● **TASK ITEM**: A verbatim reproduction of the lines below, from the line containing "Put a marker on each instance of the reflective" through the line containing "Put a marker on each instance of the shock", both ends included, is the whole required output.

● **MATERIAL FOR THIS EXERCISE**:

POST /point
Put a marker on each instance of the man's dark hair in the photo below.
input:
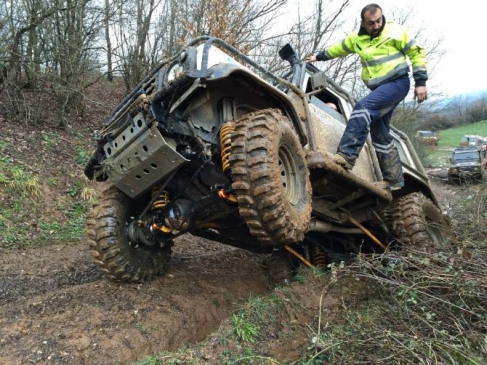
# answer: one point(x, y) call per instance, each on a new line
point(371, 7)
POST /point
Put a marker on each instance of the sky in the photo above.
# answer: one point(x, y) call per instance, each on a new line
point(462, 25)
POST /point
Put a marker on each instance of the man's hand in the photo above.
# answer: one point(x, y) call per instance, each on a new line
point(311, 59)
point(420, 94)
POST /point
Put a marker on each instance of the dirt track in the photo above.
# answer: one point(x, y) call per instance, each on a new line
point(57, 308)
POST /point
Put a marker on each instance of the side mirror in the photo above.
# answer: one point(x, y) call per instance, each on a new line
point(318, 81)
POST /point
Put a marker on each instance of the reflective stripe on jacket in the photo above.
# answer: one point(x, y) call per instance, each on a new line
point(383, 57)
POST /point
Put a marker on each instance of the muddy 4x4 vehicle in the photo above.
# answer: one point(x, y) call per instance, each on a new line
point(466, 165)
point(212, 144)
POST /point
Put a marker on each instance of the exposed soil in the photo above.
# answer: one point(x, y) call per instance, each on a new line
point(56, 307)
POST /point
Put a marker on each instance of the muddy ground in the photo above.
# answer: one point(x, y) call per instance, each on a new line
point(56, 307)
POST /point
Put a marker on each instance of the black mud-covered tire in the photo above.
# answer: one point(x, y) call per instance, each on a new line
point(418, 222)
point(111, 249)
point(271, 178)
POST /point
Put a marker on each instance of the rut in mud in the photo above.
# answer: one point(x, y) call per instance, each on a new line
point(56, 307)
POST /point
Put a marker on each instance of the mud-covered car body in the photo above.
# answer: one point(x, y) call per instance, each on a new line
point(212, 144)
point(466, 165)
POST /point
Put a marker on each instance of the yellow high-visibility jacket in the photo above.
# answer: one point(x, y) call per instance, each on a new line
point(383, 57)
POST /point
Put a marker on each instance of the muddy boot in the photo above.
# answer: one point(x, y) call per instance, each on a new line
point(391, 168)
point(342, 161)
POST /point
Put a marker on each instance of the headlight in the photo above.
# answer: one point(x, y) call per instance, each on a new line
point(174, 71)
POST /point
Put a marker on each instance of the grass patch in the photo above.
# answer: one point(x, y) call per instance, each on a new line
point(451, 137)
point(35, 212)
point(420, 308)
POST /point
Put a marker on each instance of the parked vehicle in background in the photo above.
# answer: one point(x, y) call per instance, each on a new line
point(466, 165)
point(469, 140)
point(428, 137)
point(482, 144)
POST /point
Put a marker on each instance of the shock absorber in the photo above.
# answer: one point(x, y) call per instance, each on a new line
point(160, 202)
point(319, 258)
point(226, 132)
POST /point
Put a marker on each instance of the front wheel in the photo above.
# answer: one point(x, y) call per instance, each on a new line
point(118, 257)
point(417, 221)
point(271, 178)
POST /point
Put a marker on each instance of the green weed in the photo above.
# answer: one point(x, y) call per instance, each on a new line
point(244, 328)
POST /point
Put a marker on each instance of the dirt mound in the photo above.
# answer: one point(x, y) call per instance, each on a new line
point(57, 308)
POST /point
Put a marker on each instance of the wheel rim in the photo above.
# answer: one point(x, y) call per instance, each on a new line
point(289, 175)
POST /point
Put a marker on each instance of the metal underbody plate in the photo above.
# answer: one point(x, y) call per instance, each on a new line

● **OUTPUT FOR THIS TASK**:
Put a marker on each instance of the reflective stripe on jacket in the photo above.
# answer: one point(x, y) call per instance, each on a new line
point(383, 57)
POST /point
Put a marker on each instance of the muddy 4x4 vehicle in the photo above.
# answer: one point(x, y) call per instance, each on a new line
point(466, 165)
point(212, 144)
POST /point
Put a marker on each instance of the exposed soil in the photo above.
# answer: one point(x, y) call per instance, each on a new line
point(56, 307)
POST /point
Put a marker on each instance of the muddy ground in the photo above.
# answer: one point(x, y) call per instance, each on a new line
point(56, 307)
POST /point
Put a marker on each instance of the black mud-covered tire in the photo above.
# answer: one point(x, y) call per instance, each on a new line
point(418, 222)
point(111, 249)
point(271, 178)
POST /point
Put a marker on each instance of the rut in mud in the photo above.
# answer: one point(x, y) call per instance, each on a new line
point(56, 307)
POST /point
Put a marker on each instance of the mud-covered car body in the photo above.
# answer: one point(x, y) call per instance, each on a new line
point(212, 144)
point(466, 165)
POST /point
Put a marker on each instance of the yellow high-visibility jacket in the photo above.
# answer: one point(x, y) call per instance, each on a new line
point(383, 57)
POST /point
Put a marker on each instance of the muddy boot in the photo above.
# answer: one point(x, y) call per instance, each on a new line
point(391, 168)
point(342, 161)
POST /point
Put a marker on each instance of the headlight in the photo above.
# answer: one point(x, y) call per instance, each on a new line
point(174, 71)
POST /point
Put a marker on each instance of the grass patch in the photo above.
# answer: one point(x, y) call per instance, each on a new line
point(451, 137)
point(35, 212)
point(420, 308)
POST /point
Put a marker on each instance of the parked vehicle in background in the photo above.
# answer: one point(x, y) call per instance, each on a new line
point(466, 165)
point(469, 140)
point(428, 137)
point(482, 144)
POST /point
Put a marker on each instance of the shock absorber in the photo above.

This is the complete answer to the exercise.